Random forests is an ensemble method that improves upon bagging. While bagging reduces variance by averaging many trees, it has a limitation: if the trees are too similar to each other, averaging them does not provide much benefit. Consider a scenario where your dataset contains one very strong predictor along with several moderately strong predictors. In standard bagging, most or all of the trees will likely use that strong predictor for the top split, making the trees highly correlated or similar. Random forests solve this problem by introducing a simple but effective tweak that makes the trees more diverse.

As in bagging, we build decision trees on bootstrapped training samples. However, when building each tree, each time a split is considered, we randomly select only $m$ predictors as split candidates from the full set of $p$ predictors. The split must use one of those $m$ predictors. This constraint gives moderately strong predictors a chance to be selected even for top splits, creating more diverse trees that, when combined, produce better predictions.

The main difference between bagging and random forests is this predictor subset size $m$. A fresh random sample of $m$ predictors is taken at each split, and typically we choose $m \approx \sqrt{p}$, that is, the number of predictors considered at each split is approximately equal to the square root of the total number of predictors. Note that bagging is a special case of random forests where $m = p$.

For example, suppose we are predicting house prices with 16 predictors such as square footage, bedrooms, neighborhood quality, and school district. Intuitively, square footage is likely the strongest predictor since larger homes typically cost more. With random forests using $m = \sqrt{16} = 4$, at each split in each tree, we randomly select only 4 predictors to consider. Perhaps for the first tree, at the first split we randomly select {square footage, bedrooms, lot size, age}, and square footage wins as the best split. At the next split in this tree, we again randomly select 4 predictors (it could be a completely different set, or some of the same predictors might appear again). The process continues until the tree is complete. For the second tree, built on a different bootstrap sample, we repeat the same process. At the first split of this second tree, the 4 randomly selected features might not include square footage. Perhaps we get {neighborhood quality, school district, bathrooms, garage size}, so one of these must be chosen instead. This randomness ensures that even the strongest predictor won’t dominate every tree, allowing other important features to shape different trees and creating a more diverse ensemble.

Boosting#

Like bagging, boosting is a general approach that can be applied to many statistical learning methods for regression or classification. The term “boosting” comes from the idea of boosting weak learners into a strong learner i.e. taking simple models that perform only slightly better than random guessing and combining them to create a powerful predictive model. While both bagging and boosting combine multiple trees, they differ fundamentally in how those trees are built. In bagging, trees are generated independently on bootstrapped training datasets. In boosting, the key idea is sequential learning: trees are trained one after another, with each new tree focusing on correcting the mistakes made by the previous ones.
============
### Things to do
a) Answer these questions using the random forests passage:
(i) What value is typically chosen for the predictor subset size m?
(ii) How many predictors does the house price example use?
(iii) In bagging, how are the trees generated?
b) How does the random forests passage read between "Random forests is an" and "trees more diverse.", inclusive, once "averaging" is changed to "combining"?
============
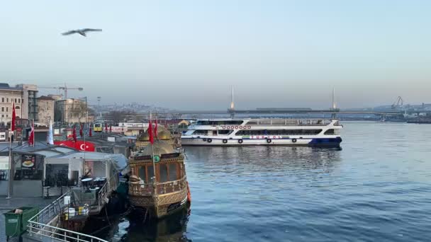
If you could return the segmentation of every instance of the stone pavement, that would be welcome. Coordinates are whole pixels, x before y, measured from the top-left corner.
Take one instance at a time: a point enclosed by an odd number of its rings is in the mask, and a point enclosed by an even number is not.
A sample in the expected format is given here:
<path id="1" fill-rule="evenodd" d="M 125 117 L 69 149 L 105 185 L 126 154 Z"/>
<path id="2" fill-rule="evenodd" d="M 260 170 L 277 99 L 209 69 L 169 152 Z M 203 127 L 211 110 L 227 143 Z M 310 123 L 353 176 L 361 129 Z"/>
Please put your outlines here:
<path id="1" fill-rule="evenodd" d="M 6 241 L 4 213 L 19 207 L 38 207 L 40 209 L 42 209 L 55 199 L 56 197 L 49 199 L 43 197 L 12 197 L 6 199 L 5 196 L 0 196 L 0 241 Z M 18 241 L 17 238 L 17 237 L 12 238 L 12 239 L 9 239 L 9 241 Z"/>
============
### Complete answers
a)
(i) m is typically chosen to be approximately the square root of p, the total number of predictors.
(ii) 16 predictors.
(iii) Independently, on bootstrapped training datasets.

b)
Random forests is an ensemble method that improves upon bagging. While bagging reduces variance by combining many trees, it has a limitation: if the trees are too similar to each other, combining them does not provide much benefit. Consider a scenario where your dataset contains one very strong predictor along with several moderately strong predictors. In standard bagging, most or all of the trees will likely use that strong predictor for the top split, making the trees highly correlated or similar. Random forests solve this problem by introducing a simple but effective tweak that makes the trees more diverse.